◆ **Data to process**:
==================================================
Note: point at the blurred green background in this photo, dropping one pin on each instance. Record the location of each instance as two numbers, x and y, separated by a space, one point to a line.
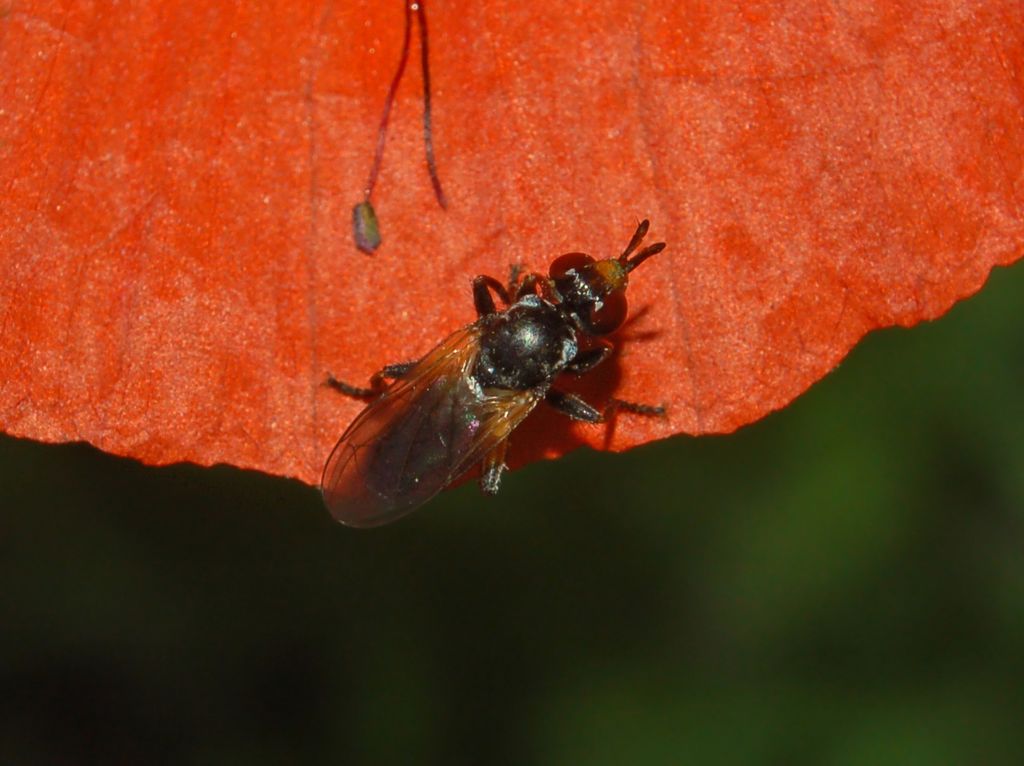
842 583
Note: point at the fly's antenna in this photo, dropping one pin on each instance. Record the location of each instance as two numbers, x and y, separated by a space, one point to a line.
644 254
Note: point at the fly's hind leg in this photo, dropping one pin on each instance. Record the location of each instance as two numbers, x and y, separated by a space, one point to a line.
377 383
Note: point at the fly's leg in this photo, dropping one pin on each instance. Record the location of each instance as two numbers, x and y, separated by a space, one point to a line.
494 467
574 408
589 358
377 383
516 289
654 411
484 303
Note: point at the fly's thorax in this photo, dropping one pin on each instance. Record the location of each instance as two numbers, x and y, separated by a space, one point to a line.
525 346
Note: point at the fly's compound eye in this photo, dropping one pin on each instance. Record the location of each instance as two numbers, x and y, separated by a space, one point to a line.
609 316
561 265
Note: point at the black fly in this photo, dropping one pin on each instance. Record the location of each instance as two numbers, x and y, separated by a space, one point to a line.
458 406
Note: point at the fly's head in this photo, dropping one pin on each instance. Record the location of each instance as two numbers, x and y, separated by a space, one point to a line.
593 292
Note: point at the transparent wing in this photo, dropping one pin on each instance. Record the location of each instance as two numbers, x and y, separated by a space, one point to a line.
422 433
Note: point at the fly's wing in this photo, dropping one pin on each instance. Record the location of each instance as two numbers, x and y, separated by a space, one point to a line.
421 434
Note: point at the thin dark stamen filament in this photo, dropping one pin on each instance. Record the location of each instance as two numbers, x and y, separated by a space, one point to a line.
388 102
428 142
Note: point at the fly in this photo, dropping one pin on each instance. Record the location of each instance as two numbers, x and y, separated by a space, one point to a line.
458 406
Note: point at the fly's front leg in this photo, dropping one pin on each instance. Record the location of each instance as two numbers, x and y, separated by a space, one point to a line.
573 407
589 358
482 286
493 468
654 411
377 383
==================================================
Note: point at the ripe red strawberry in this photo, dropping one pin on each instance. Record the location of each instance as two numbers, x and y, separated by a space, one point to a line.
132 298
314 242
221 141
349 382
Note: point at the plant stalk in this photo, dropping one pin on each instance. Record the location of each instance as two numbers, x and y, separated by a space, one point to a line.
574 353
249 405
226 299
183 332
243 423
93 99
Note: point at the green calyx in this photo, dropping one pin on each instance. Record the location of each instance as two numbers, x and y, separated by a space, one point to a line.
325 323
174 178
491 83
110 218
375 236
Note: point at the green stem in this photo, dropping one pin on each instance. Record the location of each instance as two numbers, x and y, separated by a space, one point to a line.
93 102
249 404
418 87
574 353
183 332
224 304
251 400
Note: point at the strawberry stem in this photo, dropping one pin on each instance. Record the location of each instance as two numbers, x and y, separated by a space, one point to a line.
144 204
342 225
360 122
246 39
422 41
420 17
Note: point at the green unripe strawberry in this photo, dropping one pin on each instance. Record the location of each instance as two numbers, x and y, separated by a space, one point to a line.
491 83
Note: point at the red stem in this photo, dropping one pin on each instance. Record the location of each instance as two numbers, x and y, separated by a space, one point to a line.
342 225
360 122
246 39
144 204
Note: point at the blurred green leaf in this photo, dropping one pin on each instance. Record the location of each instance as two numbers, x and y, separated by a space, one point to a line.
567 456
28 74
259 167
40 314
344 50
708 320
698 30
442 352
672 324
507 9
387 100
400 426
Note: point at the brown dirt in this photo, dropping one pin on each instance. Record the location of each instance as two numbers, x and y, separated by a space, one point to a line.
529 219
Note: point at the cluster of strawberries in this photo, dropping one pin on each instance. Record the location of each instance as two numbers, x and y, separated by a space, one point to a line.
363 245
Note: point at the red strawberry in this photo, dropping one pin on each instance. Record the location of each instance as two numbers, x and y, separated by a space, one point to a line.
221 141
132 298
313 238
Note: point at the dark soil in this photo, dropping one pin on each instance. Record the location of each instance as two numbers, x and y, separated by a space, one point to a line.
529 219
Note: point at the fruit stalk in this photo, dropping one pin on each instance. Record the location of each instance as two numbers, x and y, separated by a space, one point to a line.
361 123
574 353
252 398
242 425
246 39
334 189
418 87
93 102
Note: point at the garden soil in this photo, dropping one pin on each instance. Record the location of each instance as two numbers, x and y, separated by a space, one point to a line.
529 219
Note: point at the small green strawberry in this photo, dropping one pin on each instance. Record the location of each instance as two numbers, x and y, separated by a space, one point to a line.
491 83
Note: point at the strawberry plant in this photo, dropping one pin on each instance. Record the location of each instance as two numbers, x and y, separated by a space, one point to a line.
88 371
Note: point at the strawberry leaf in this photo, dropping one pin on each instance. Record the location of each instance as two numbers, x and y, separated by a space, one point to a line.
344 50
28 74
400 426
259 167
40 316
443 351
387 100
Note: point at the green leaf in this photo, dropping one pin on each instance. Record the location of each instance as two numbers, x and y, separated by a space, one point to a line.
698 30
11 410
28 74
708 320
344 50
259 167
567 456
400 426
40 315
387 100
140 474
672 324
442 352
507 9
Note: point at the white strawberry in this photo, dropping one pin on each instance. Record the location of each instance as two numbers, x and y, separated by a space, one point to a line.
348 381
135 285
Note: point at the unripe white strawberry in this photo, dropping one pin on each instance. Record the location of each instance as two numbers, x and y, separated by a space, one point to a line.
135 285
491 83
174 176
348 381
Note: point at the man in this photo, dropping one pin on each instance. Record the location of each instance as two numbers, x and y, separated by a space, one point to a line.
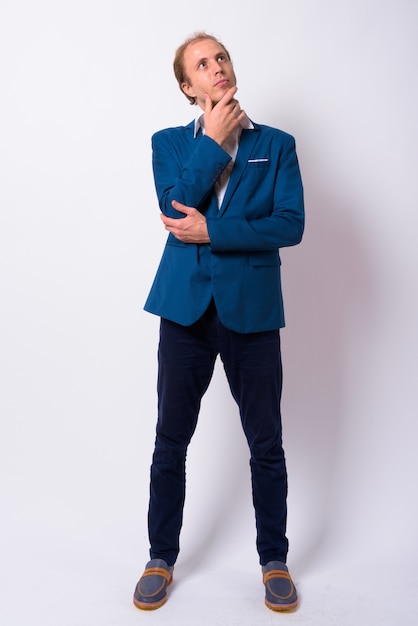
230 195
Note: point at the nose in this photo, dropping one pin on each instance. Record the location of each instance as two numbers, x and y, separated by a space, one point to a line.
==================================================
◆ **What to work on**: Copy out the entries word for word, from the line containing "Note: point at the man" through the line containing "Note: point at the nose", including both of those lines. Leave the pictures out.

◆ **Correct response**:
Note: point at the man in this photo, dropping one pin on each instance. Record the location of each instance as two numbers, x and y, separated by a space, one point to a line.
230 195
Note: point at the nose in this photo, dropping one pin on each instance. Record the location of each instance as two numbers, x and y, separated by a space, one point to a line.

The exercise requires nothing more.